→ Work to complete: Reproduce the listing below line for line, with no changes.

----- Data lines

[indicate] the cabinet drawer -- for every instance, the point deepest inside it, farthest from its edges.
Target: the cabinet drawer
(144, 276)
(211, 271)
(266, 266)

----------

→ Exercise output:
[indicate] the cabinet drawer -- for every instance, the point deepest inside it, farthest from its edges.
Target: the cabinet drawer
(144, 276)
(211, 271)
(266, 266)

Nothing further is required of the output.